───── Stored records

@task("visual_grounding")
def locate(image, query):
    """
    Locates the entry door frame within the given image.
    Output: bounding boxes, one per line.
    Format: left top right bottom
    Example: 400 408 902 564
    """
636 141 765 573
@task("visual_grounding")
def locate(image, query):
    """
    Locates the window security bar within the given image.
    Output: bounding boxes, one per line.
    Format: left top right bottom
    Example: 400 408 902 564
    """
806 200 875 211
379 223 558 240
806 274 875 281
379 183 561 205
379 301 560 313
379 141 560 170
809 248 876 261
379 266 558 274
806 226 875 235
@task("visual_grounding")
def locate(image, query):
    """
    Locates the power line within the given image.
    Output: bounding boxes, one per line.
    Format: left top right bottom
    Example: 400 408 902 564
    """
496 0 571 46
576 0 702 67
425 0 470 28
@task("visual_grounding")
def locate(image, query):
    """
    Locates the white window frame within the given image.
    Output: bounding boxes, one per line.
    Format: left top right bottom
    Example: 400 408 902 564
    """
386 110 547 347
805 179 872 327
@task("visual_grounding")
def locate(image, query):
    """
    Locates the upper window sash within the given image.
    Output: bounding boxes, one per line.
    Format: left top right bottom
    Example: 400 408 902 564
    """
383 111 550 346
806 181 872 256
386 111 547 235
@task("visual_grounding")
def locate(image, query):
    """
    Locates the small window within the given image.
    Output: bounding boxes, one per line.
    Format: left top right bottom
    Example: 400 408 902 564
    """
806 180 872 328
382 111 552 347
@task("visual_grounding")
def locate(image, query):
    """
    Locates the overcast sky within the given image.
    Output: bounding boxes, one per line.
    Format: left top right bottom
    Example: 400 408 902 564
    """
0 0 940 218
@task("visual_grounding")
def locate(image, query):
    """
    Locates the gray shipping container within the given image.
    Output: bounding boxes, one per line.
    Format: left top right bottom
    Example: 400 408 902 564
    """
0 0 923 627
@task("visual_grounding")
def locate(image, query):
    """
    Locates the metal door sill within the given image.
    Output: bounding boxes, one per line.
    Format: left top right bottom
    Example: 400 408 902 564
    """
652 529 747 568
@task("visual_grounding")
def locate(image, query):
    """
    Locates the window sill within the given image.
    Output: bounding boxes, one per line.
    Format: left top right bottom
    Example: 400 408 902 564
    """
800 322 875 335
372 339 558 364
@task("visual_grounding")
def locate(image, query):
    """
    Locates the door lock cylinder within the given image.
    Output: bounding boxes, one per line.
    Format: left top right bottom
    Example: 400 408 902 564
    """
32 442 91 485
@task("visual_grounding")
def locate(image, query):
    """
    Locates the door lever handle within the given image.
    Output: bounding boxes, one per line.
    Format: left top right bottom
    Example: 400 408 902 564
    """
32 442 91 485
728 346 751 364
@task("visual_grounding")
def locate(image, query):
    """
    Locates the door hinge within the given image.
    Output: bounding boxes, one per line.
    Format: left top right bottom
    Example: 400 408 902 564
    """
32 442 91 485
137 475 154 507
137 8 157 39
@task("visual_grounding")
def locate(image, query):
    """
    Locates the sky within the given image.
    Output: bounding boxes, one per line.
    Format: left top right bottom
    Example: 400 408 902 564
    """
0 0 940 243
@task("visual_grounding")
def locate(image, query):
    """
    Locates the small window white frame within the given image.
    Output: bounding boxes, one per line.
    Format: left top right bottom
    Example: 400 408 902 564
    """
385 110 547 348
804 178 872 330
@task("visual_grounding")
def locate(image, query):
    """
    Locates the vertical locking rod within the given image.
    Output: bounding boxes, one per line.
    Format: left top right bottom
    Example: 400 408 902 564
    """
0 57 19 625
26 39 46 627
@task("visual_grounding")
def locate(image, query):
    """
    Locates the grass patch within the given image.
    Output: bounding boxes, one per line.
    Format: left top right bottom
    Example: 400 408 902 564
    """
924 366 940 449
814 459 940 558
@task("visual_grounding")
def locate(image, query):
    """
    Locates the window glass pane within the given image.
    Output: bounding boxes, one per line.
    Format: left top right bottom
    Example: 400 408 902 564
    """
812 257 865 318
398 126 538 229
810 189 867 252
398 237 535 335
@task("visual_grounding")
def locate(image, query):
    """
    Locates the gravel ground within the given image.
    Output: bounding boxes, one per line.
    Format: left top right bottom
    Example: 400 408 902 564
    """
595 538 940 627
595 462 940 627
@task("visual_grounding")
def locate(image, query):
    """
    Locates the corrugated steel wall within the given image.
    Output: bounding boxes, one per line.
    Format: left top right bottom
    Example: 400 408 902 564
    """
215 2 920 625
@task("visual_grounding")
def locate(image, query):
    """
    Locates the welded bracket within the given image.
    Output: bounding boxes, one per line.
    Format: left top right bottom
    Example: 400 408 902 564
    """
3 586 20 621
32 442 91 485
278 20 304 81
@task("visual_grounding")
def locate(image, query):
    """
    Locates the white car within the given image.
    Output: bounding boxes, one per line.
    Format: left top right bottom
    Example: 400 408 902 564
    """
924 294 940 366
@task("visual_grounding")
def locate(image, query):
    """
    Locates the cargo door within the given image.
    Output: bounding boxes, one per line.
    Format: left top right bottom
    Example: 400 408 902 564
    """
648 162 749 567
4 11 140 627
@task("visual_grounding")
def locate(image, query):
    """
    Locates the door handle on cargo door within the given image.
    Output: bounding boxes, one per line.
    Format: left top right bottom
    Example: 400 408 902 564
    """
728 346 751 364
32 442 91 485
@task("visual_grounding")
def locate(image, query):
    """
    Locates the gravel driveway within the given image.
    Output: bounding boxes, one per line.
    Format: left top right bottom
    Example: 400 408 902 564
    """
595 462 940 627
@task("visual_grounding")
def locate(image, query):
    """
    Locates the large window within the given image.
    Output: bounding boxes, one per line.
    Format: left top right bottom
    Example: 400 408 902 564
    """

──────────

Aim
Arrange every line of the data above as a Markdown table with two columns, Row and Line. Number the rows in order and leave out any blank lines.

Expected answer
| Row | Line |
|---|---|
| 1 | @task("visual_grounding") |
| 2 | def locate(image, query): |
| 3 |     """ |
| 4 |     Locates the entry door frame within the given image. |
| 5 |     Output: bounding boxes, one per line. |
| 6 |     Format: left top right bottom |
| 7 |     Example: 400 408 902 564 |
| 8 |     """ |
| 9 | 636 141 765 573 |
| 10 | @task("visual_grounding") |
| 11 | def locate(image, query): |
| 12 |     """ |
| 13 |     Locates the window security bar within the given image. |
| 14 |     Output: bounding boxes, one per line. |
| 15 |     Format: left top right bottom |
| 16 |     Example: 400 408 902 564 |
| 17 |     """ |
| 18 | 806 200 875 211 |
| 19 | 379 223 558 240 |
| 20 | 806 274 875 281 |
| 21 | 379 183 561 205 |
| 22 | 379 301 560 313 |
| 23 | 379 141 560 170 |
| 24 | 809 248 876 261 |
| 25 | 379 266 558 274 |
| 26 | 806 226 875 235 |
| 27 | @task("visual_grounding") |
| 28 | def locate(image, query): |
| 29 |     """ |
| 30 |     Locates the power line within the given image. |
| 31 |     Output: bounding boxes, one per line. |
| 32 |     Format: left top right bottom |
| 33 |     Example: 400 408 902 564 |
| 34 |     """ |
| 35 | 496 0 571 46 |
| 36 | 576 0 702 67 |
| 37 | 425 0 470 28 |
| 38 | @task("visual_grounding") |
| 39 | def locate(image, query): |
| 40 |     """ |
| 41 |     Locates the white window frame within the given image. |
| 42 |     Output: bounding boxes, one per line. |
| 43 |     Format: left top right bottom |
| 44 |     Example: 400 408 902 564 |
| 45 |     """ |
| 46 | 386 110 547 347 |
| 47 | 805 179 872 327 |
| 48 | @task("visual_grounding") |
| 49 | def locate(image, query): |
| 50 |     """ |
| 51 |     Locates the upper window sash within the given image. |
| 52 |     Output: bounding boxes, one per line. |
| 53 |     Format: left top right bottom |
| 54 |     Example: 400 408 902 564 |
| 55 |     """ |
| 56 | 383 111 550 346 |
| 57 | 806 181 872 256 |
| 58 | 386 111 547 235 |
| 59 | @task("visual_grounding") |
| 60 | def locate(image, query): |
| 61 |     """ |
| 62 |     Locates the small window within the given image. |
| 63 |     Output: bounding boxes, one per line. |
| 64 |     Format: left top right bottom |
| 65 |     Example: 400 408 902 564 |
| 66 |     """ |
| 67 | 806 180 872 328 |
| 68 | 382 111 552 347 |
| 69 | @task("visual_grounding") |
| 70 | def locate(image, query): |
| 71 |     """ |
| 72 |     Locates the overcast sky within the given image. |
| 73 |     Output: bounding boxes, one per line. |
| 74 |     Format: left top right bottom |
| 75 |     Example: 400 408 902 564 |
| 76 |     """ |
| 77 | 0 0 940 218 |
| 78 | @task("visual_grounding") |
| 79 | def locate(image, query): |
| 80 |     """ |
| 81 |     Locates the gray shipping container within the given image. |
| 82 |     Output: bounding boxes, one per line. |
| 83 |     Format: left top right bottom |
| 84 |     Example: 400 408 902 564 |
| 85 |     """ |
| 86 | 0 0 923 627 |
| 87 | @task("visual_grounding") |
| 88 | def locate(image, query): |
| 89 |     """ |
| 90 |     Locates the metal door sill within the given image. |
| 91 |     Output: bounding boxes, one per line. |
| 92 |     Format: left top right bottom |
| 93 |     Example: 400 408 902 564 |
| 94 |     """ |
| 95 | 652 529 747 568 |
| 96 | @task("visual_grounding") |
| 97 | def locate(image, query): |
| 98 |     """ |
| 99 |     Locates the window sill within the given image. |
| 100 |     Output: bounding boxes, one per line. |
| 101 |     Format: left top right bottom |
| 102 |     Example: 400 408 902 564 |
| 103 |     """ |
| 104 | 800 322 875 335 |
| 105 | 372 339 558 364 |
| 106 | @task("visual_grounding") |
| 107 | def locate(image, query): |
| 108 |     """ |
| 109 |     Locates the door lock cylinder within the given image. |
| 110 |     Output: bounding boxes, one per line. |
| 111 |     Format: left top right bottom |
| 112 |     Example: 400 408 902 564 |
| 113 |     """ |
| 114 | 32 442 91 485 |
| 115 | @task("visual_grounding") |
| 116 | def locate(image, query): |
| 117 |     """ |
| 118 |     Locates the door lever handle within the given image. |
| 119 |     Output: bounding boxes, one per line. |
| 120 |     Format: left top right bottom |
| 121 |     Example: 400 408 902 564 |
| 122 |     """ |
| 123 | 32 442 91 485 |
| 124 | 728 346 751 364 |
| 125 | @task("visual_grounding") |
| 126 | def locate(image, query): |
| 127 |     """ |
| 128 |     Locates the door hinge within the given image. |
| 129 |     Output: bounding boxes, one per line. |
| 130 |     Format: left top right bottom |
| 131 |     Example: 400 408 902 564 |
| 132 |     """ |
| 133 | 32 442 91 485 |
| 134 | 137 475 154 507 |
| 135 | 137 8 157 39 |
| 136 | @task("visual_grounding") |
| 137 | def locate(image, query): |
| 138 |     """ |
| 139 |     Locates the sky within the given image. |
| 140 |     Output: bounding boxes, one per line. |
| 141 |     Format: left top right bottom |
| 142 |     Example: 400 408 902 564 |
| 143 |     """ |
| 144 | 0 0 940 243 |
| 145 | @task("visual_grounding") |
| 146 | def locate(image, query): |
| 147 |     """ |
| 148 |     Locates the small window white frame within the given image. |
| 149 |     Output: bounding boxes, one per line. |
| 150 |     Format: left top right bottom |
| 151 |     Example: 400 408 902 564 |
| 152 |     """ |
| 153 | 385 110 547 348 |
| 154 | 804 178 872 330 |
| 155 | @task("visual_grounding") |
| 156 | def locate(image, query): |
| 157 |     """ |
| 158 |     Locates the vertical locking rod within the given image. |
| 159 |     Output: bounding boxes, one per line. |
| 160 |     Format: left top right bottom |
| 161 |     Example: 400 408 902 564 |
| 162 |     """ |
| 163 | 0 57 19 625 |
| 164 | 26 39 46 627 |
| 165 | @task("visual_grounding") |
| 166 | def locate(image, query): |
| 167 |     """ |
| 168 |     Locates the grass patch within the given image. |
| 169 |     Output: bounding boxes, one per line. |
| 170 |     Format: left top right bottom |
| 171 |     Example: 400 408 902 564 |
| 172 |     """ |
| 173 | 924 366 940 449 |
| 174 | 814 459 940 558 |
| 175 | @task("visual_grounding") |
| 176 | def locate(image, query): |
| 177 |     """ |
| 178 |     Locates the window glass pane within the given image. |
| 179 |     Output: bounding boxes, one per line. |
| 180 |     Format: left top right bottom |
| 181 |     Example: 400 408 902 564 |
| 182 |     """ |
| 183 | 812 257 865 318 |
| 184 | 398 126 538 229 |
| 185 | 810 189 867 252 |
| 186 | 398 237 535 335 |
| 187 | @task("visual_grounding") |
| 188 | def locate(image, query): |
| 189 |     """ |
| 190 |     Locates the gravel ground within the given image. |
| 191 |     Output: bounding boxes, one per line. |
| 192 |     Format: left top right bottom |
| 193 |     Example: 400 408 902 564 |
| 194 |     """ |
| 195 | 595 538 940 627 |
| 196 | 595 462 940 627 |
| 197 | @task("visual_grounding") |
| 198 | def locate(image, query): |
| 199 |     """ |
| 200 |     Locates the corrugated steel wall within the given image. |
| 201 |     Output: bounding boxes, one per line. |
| 202 |     Format: left top right bottom |
| 203 |     Example: 400 408 902 564 |
| 204 |     """ |
| 205 | 215 2 920 625 |
| 206 | @task("visual_grounding") |
| 207 | def locate(image, query): |
| 208 |     """ |
| 209 |     Locates the welded bracket within the given image. |
| 210 |     Output: bounding boxes, one per line. |
| 211 |     Format: left top right bottom |
| 212 |     Example: 400 408 902 564 |
| 213 |     """ |
| 214 | 3 586 20 621 |
| 215 | 32 442 91 485 |
| 216 | 278 20 304 81 |
| 217 | @task("visual_grounding") |
| 218 | def locate(image, query): |
| 219 |     """ |
| 220 |     Locates the white car within the given image. |
| 221 |     Output: bounding boxes, one per line. |
| 222 |     Format: left top right bottom |
| 223 |     Example: 400 408 902 564 |
| 224 |     """ |
| 225 | 924 294 940 366 |
| 226 | @task("visual_grounding") |
| 227 | def locate(image, query): |
| 228 |     """ |
| 229 |     Locates the cargo door within the given image. |
| 230 |     Output: bounding boxes, one per line. |
| 231 |     Format: left top right bottom |
| 232 |     Example: 400 408 902 564 |
| 233 |     """ |
| 234 | 648 162 749 567 |
| 235 | 4 11 140 627 |
| 236 | @task("visual_grounding") |
| 237 | def locate(image, query): |
| 238 |     """ |
| 239 |     Locates the door handle on cargo door within the given image. |
| 240 |     Output: bounding boxes, one per line. |
| 241 |     Format: left top right bottom |
| 242 |     Example: 400 408 902 564 |
| 243 |     """ |
| 244 | 728 346 751 364 |
| 245 | 32 442 91 485 |
| 246 | @task("visual_grounding") |
| 247 | def locate(image, query): |
| 248 |     """ |
| 249 |     Locates the gravel driveway within the given image. |
| 250 |     Output: bounding boxes, one per line. |
| 251 |     Format: left top right bottom |
| 252 |     Example: 400 408 902 564 |
| 253 |     """ |
| 254 | 595 462 940 627 |
| 255 | @task("visual_grounding") |
| 256 | def locate(image, query): |
| 257 |     """ |
| 258 |     Locates the large window within the given image. |
| 259 |     Output: bounding boxes, one per line. |
| 260 |     Format: left top right bottom |
| 261 |     Example: 400 408 902 564 |
| 262 |     """ |